ABOUT THIS EXERCISE:
For this exercise, please find the lines in the entries that include the word "below" and copy them.

DATASET RECORDS:
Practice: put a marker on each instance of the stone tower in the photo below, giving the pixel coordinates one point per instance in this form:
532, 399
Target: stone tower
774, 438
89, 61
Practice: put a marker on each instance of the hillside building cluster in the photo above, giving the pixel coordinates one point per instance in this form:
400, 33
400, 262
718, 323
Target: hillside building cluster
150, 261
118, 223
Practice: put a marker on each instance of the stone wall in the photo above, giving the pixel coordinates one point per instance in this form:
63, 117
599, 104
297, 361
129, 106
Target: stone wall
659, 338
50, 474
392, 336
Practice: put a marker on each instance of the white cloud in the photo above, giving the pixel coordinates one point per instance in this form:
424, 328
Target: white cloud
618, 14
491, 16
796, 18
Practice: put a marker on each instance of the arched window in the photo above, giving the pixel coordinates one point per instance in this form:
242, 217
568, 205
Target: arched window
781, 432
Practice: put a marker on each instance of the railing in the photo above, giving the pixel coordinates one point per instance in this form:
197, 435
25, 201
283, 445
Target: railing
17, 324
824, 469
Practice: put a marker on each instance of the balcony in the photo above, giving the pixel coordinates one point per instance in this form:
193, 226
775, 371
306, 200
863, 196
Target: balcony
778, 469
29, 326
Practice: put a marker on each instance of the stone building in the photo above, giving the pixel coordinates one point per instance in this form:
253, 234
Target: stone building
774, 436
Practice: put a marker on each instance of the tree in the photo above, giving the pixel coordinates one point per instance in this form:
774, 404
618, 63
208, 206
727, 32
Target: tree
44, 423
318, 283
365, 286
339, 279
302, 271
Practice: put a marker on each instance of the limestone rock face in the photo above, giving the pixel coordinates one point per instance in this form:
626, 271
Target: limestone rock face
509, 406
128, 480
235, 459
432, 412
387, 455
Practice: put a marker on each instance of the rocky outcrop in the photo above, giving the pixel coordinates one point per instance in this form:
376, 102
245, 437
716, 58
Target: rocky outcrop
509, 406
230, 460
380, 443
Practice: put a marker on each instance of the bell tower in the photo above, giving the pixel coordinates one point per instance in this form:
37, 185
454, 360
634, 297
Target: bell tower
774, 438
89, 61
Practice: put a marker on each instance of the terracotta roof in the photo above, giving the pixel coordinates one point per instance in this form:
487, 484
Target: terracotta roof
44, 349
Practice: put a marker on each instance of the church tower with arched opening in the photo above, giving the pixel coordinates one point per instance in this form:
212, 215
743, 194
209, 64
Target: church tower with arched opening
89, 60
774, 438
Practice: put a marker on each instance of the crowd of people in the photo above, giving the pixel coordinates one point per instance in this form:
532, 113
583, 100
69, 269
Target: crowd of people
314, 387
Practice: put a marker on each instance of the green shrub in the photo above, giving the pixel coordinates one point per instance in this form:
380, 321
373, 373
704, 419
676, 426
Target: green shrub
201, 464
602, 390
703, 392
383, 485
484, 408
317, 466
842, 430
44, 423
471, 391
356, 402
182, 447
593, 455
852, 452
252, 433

--

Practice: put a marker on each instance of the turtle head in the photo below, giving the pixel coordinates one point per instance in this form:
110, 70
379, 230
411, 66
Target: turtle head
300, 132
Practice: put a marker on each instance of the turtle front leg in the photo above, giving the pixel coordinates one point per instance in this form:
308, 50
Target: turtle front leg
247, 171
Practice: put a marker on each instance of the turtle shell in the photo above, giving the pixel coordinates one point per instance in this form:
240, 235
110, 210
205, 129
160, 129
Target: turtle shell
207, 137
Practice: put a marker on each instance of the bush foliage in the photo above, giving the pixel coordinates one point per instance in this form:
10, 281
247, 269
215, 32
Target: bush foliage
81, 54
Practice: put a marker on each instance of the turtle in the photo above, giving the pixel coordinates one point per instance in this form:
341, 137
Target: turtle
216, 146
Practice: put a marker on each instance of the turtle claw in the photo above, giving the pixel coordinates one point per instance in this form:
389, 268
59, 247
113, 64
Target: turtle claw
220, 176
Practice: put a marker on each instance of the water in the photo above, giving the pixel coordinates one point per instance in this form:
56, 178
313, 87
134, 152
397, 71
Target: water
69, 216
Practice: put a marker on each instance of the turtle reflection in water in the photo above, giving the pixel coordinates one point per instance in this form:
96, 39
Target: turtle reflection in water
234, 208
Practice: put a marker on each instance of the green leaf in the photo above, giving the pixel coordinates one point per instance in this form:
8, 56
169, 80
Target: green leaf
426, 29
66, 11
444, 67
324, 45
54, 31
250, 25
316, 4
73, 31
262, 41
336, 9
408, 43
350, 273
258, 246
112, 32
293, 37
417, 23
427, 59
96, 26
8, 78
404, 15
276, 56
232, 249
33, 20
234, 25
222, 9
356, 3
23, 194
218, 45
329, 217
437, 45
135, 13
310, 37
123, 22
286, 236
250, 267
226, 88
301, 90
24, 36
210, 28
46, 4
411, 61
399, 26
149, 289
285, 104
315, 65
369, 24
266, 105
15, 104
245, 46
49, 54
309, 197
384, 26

OUTPUT FOR THIS EXERCISE:
Practice: put a marker on each instance of the stone tower in the photo below, giving the pixel coordinates one point per instance in this form:
Practice: put a marker on each instance of the turtle head in the photo below, giving the pixel coordinates one point per instance in this form:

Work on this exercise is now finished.